◆ **Short exercise**
Copy the data below, replacing each "Reported" with "Answer" and leaving everything else unchanged.

====== Supplied material ======

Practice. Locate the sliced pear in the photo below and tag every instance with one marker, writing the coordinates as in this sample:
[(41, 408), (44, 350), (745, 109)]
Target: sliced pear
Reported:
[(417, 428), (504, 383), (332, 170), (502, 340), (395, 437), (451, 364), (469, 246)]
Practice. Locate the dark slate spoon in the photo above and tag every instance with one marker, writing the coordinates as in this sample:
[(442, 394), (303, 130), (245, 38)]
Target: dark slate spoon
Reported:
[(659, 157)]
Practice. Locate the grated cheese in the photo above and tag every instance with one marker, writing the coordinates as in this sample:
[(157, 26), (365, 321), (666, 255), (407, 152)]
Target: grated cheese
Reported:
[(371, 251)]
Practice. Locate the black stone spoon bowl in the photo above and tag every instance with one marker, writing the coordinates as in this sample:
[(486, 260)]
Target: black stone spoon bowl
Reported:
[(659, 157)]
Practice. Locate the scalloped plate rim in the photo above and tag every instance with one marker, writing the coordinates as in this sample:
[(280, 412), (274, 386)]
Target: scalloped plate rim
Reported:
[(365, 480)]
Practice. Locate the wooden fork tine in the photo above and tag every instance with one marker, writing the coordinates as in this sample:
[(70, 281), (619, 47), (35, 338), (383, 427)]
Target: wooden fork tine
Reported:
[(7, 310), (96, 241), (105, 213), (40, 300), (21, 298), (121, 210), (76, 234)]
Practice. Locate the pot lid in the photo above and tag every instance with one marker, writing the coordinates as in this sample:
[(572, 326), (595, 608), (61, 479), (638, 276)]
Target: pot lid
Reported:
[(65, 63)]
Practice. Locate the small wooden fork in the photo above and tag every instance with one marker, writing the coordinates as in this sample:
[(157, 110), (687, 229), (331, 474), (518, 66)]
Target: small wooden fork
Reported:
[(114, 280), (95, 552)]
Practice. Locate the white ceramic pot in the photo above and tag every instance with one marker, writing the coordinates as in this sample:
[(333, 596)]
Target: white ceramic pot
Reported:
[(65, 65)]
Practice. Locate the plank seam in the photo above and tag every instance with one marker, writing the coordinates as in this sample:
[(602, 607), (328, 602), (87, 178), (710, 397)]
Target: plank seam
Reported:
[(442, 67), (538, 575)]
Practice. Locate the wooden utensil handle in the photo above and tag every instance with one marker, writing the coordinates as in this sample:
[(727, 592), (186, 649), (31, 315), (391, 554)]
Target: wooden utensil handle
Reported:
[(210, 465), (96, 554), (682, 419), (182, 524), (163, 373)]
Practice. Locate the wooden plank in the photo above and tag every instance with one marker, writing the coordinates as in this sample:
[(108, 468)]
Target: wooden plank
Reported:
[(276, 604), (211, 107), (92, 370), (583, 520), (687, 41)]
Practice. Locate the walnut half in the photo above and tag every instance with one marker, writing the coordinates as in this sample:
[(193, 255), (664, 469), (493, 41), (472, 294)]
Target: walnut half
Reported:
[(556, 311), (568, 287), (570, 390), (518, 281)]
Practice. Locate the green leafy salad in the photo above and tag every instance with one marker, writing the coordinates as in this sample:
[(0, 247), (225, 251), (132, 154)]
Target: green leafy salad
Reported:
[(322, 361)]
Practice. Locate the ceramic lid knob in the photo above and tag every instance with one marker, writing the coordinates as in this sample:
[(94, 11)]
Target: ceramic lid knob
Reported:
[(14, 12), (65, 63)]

======

◆ **Task result**
Practice. Locate the sliced pear in the photo below and tag every instance with one marker, writing the coordinates as in this sample:
[(41, 408), (44, 350), (745, 109)]
Target: sliced pear
Answer:
[(417, 428), (504, 383), (332, 170), (502, 340), (395, 437), (451, 364), (469, 246)]
Practice. Locate the dark slate spoon in the photo above and tag every instance with one marker, writing the coordinates as in this sample:
[(442, 394), (303, 130), (245, 38)]
Target: dark slate spoon
Answer:
[(659, 157)]
Practice. Locate the grated cheese in the photo above and tag every instance with one marker, writing the coordinates as in this sample:
[(157, 26), (365, 321), (666, 255), (407, 152)]
Target: grated cheese
Answer:
[(371, 251)]
Practice. Locate the black stone spoon bowl in the photo above and tag every instance with one marker, writing the coordinates as in this sample:
[(486, 260)]
Target: black stone spoon bowl
Answer:
[(659, 157)]
Practice. Locate the scalloped plate rim in the photo above and tag every instance with one marker, writing the coordinates as in this sample:
[(280, 412), (274, 386)]
Target: scalloped plate rim
Answer:
[(365, 480)]
Practice. Locate the wooden fork tine in the photo above and tag every instance with one marker, writing the coordinates as in this sample:
[(70, 281), (619, 47), (35, 338), (383, 427)]
Target: wooden fork tine
Answer:
[(7, 310), (96, 241), (105, 213), (40, 300), (21, 298), (121, 210), (76, 234)]
Practice. Locate the pot lid in the photo above and tag every instance with one marker, writing the coordinates as in this sample:
[(572, 326), (595, 608), (61, 479), (638, 276)]
Target: pot lid
Answer:
[(65, 63)]
Practice. Locate the small wooden fork in the photo above and tag every instance with one marker, writing the coordinates as in this sample:
[(157, 110), (687, 229), (331, 474), (518, 66)]
Target: small wooden fork
Answer:
[(114, 280), (95, 552)]
Practice. Locate the white ceramic pot in the photo above and tag every instance with one marker, writing the coordinates as in this sample:
[(333, 596)]
Target: white ceramic pot
Answer:
[(65, 65)]
Practice. Locate the plank seam in the photo above and tag every instance with one marker, writing the coordinates as in this sample:
[(602, 607), (328, 602), (87, 178), (710, 397)]
Target: plank seam
Answer:
[(442, 67), (538, 575)]
Practice. Locate the wooden utensil handle in the photo above and tag every instance with one marker, writing the coordinates as in this sample:
[(727, 592), (186, 649), (31, 315), (391, 554)]
Target: wooden utensil handle
Answer:
[(210, 465), (96, 554), (682, 419), (182, 524), (163, 373)]
Practice. Locate the wooden plank in the photo above and tag every instance with one marker, writing the coordinates as in this sample:
[(108, 468)]
Target: wooden plank
Answer:
[(276, 604), (211, 107), (92, 370), (583, 520), (687, 41)]
Practice. Locate the walnut half in the photo above and tag every instance with one marker, writing the coordinates as in this sample:
[(193, 255), (664, 469), (493, 41), (472, 294)]
Target: walnut half
Answer:
[(556, 311), (568, 287), (570, 390), (518, 281)]
Practice. Locate the green leafy salad in the photo above and tag every instance with one marker, writing the coordinates as in this sample:
[(0, 247), (225, 251), (132, 154)]
Target: green leafy salad
Answer:
[(322, 361)]
Practice. Locate the ceramic lid knob in the photo above and tag every instance with one marker, writing the coordinates as in this sample:
[(94, 11)]
Target: ceramic lid knob
Answer:
[(14, 12), (65, 63)]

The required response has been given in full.